* START Material for the task *

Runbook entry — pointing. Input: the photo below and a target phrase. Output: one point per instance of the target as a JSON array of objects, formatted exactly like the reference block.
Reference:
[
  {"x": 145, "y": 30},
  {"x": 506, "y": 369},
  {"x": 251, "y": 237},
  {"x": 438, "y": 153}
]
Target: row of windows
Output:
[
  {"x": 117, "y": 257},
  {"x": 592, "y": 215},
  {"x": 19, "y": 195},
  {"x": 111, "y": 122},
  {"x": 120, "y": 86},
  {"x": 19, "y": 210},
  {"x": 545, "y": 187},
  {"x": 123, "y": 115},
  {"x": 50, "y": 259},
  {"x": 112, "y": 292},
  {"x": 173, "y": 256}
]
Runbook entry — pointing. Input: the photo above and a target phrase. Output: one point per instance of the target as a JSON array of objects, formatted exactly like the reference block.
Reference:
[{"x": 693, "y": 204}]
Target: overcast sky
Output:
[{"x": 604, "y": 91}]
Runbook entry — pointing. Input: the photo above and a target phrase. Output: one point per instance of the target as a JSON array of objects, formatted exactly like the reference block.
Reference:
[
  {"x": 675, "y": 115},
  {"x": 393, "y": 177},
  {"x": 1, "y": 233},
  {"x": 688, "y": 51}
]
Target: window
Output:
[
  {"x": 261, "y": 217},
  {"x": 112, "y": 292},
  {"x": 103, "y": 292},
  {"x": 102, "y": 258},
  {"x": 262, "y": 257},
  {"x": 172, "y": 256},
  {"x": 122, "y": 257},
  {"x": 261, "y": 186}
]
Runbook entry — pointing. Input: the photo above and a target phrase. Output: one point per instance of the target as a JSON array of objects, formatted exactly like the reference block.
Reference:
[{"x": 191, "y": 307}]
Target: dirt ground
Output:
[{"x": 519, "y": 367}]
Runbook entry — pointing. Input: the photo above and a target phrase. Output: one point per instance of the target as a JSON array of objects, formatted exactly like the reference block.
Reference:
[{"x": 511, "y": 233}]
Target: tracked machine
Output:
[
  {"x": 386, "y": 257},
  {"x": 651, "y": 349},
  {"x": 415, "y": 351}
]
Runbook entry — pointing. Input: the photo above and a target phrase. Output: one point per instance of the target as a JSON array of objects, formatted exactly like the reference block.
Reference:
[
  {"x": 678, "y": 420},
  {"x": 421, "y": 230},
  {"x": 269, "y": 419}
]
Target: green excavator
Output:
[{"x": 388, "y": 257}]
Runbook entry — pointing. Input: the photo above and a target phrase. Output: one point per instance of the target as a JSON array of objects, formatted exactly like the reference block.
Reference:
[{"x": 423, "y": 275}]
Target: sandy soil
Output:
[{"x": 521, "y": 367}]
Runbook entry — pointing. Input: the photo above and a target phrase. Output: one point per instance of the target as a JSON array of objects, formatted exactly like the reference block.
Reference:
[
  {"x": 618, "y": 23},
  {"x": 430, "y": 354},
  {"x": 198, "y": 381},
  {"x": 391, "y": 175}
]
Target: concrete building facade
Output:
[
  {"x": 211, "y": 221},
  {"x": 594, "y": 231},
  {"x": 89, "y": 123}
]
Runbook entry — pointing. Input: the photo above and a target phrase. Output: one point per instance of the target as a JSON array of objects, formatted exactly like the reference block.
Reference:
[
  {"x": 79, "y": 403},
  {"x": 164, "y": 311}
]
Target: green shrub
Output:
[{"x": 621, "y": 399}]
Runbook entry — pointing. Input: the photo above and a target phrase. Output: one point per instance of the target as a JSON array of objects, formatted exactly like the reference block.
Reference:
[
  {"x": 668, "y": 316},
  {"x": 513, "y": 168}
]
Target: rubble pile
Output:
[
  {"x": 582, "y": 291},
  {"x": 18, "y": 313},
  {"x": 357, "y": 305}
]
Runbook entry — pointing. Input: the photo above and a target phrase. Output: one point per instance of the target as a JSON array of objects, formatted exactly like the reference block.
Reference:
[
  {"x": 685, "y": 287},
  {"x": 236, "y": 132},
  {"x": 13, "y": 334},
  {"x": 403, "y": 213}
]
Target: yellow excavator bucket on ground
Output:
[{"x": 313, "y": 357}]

* END Material for the task *

Given exercise →
Count the lines in the items above that contain the string "excavator", treating uppercase and lowercase as different. Give only the number.

Solution to the exercise →
2